● Data entries
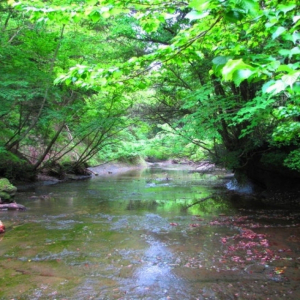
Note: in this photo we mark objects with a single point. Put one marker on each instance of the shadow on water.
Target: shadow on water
(147, 234)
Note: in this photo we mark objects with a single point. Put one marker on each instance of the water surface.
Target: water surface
(139, 236)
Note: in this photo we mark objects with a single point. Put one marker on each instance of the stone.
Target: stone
(7, 190)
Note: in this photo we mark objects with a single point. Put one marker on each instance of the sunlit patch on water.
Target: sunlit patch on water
(121, 238)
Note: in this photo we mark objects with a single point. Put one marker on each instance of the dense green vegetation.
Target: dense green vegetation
(89, 81)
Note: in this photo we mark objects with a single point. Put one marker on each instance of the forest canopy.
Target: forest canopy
(89, 81)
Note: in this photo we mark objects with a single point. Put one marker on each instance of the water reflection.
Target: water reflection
(117, 237)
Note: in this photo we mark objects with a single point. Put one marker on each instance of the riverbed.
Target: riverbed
(155, 233)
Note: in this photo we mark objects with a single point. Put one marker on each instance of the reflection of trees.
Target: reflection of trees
(142, 205)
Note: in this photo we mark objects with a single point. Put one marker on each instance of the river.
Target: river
(138, 235)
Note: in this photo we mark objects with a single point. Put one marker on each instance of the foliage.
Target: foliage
(221, 76)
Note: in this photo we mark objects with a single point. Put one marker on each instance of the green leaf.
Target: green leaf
(199, 5)
(278, 32)
(241, 75)
(274, 87)
(285, 8)
(220, 60)
(290, 79)
(194, 15)
(233, 66)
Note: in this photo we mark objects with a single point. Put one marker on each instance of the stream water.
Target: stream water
(138, 236)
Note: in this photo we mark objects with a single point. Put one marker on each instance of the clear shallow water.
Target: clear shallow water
(132, 237)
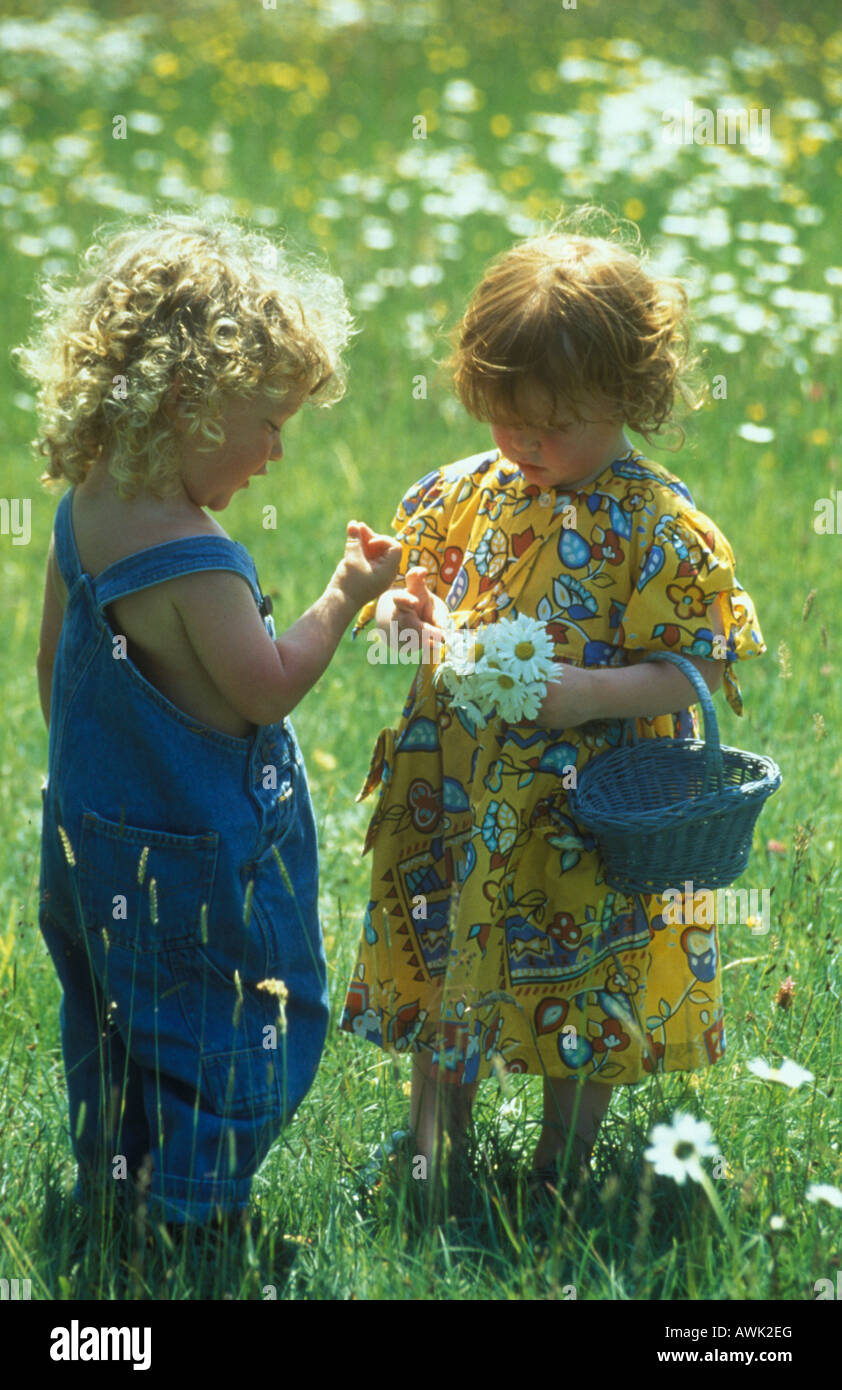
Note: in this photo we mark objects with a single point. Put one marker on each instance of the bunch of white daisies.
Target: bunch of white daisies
(499, 670)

● Brief
Give every line of the entries above as a JSON list of strings, one string per line, with blank lines left out. Leave the pictures out of the list.

● Output for this exercise
[
  "Note: in this photo we mark objects with a single point. Put one marker on each instance of the shadow on water.",
  "Target: shadow on water",
  "(147, 234)",
  "Note: in this photo we mark objects with a single point. Put one marker on each instance of the water surface.",
  "Target: water surface",
  "(139, 236)",
  "Note: in this photo we mark objects with a single point. Put one marker on each instance of the stone.",
  "Target: stone",
  "(7, 190)",
  "Note: in this photo we mark objects with a single point. Put one marker on each instance of the sunlit patch on water.",
  "Target: sunlit patch on water",
  "(121, 238)",
  "Note: in this photo we mark objects with a single point. Put one marker on each instance of the dense green vegetation.",
  "Target: dense green vegetation",
  "(89, 81)",
  "Note: in this photo we mark objects with a single point. Put one marker on each instance of the forest canopy.",
  "Target: forest canopy",
  "(89, 81)",
  "Note: in this photo we mark objects with a single point. Put one marker on each instance of the water reflection.",
  "Target: water reflection",
  "(117, 237)",
  "Note: in this photo we mark objects with a single point. Put one marker on each instance of the riverbed.",
  "Target: riverbed",
  "(155, 233)",
  "Note: in this photo we mark objects with a single point. Put one marker on each instance of the reflection of trees.",
  "Target: reflection of trees",
  "(142, 205)",
  "Note: in this photo we mark objects with a single point. Put one marker on each instance of the river.",
  "Target: river",
  "(138, 235)",
  "Note: in this photo we mark objects with a single point. Put one marker on each instance of the foliage.",
  "Target: foliage",
  "(221, 76)",
  "Note: in this photo we mark objects with a single point. Put one marker on each instance of the green leaf.",
  "Target: green leaf",
  "(199, 5)",
  "(278, 32)",
  "(241, 75)",
  "(274, 87)",
  "(285, 8)",
  "(220, 60)",
  "(290, 79)",
  "(194, 15)",
  "(233, 66)",
  "Note: in this photo we mark objects with a single point. Put one marker on each instance of the stream water.",
  "Target: stream water",
  "(138, 236)",
  "Note: in this photo we mark objects with a single point. Put one marker on each instance of the clear shallow water.",
  "Target: clear shallow water",
  "(132, 237)",
  "Note: in this photo we mark objects with a single point. Put one marker on each instance of the bunch of white daisies.",
  "Target: bunch of white daisies",
  "(499, 670)"
]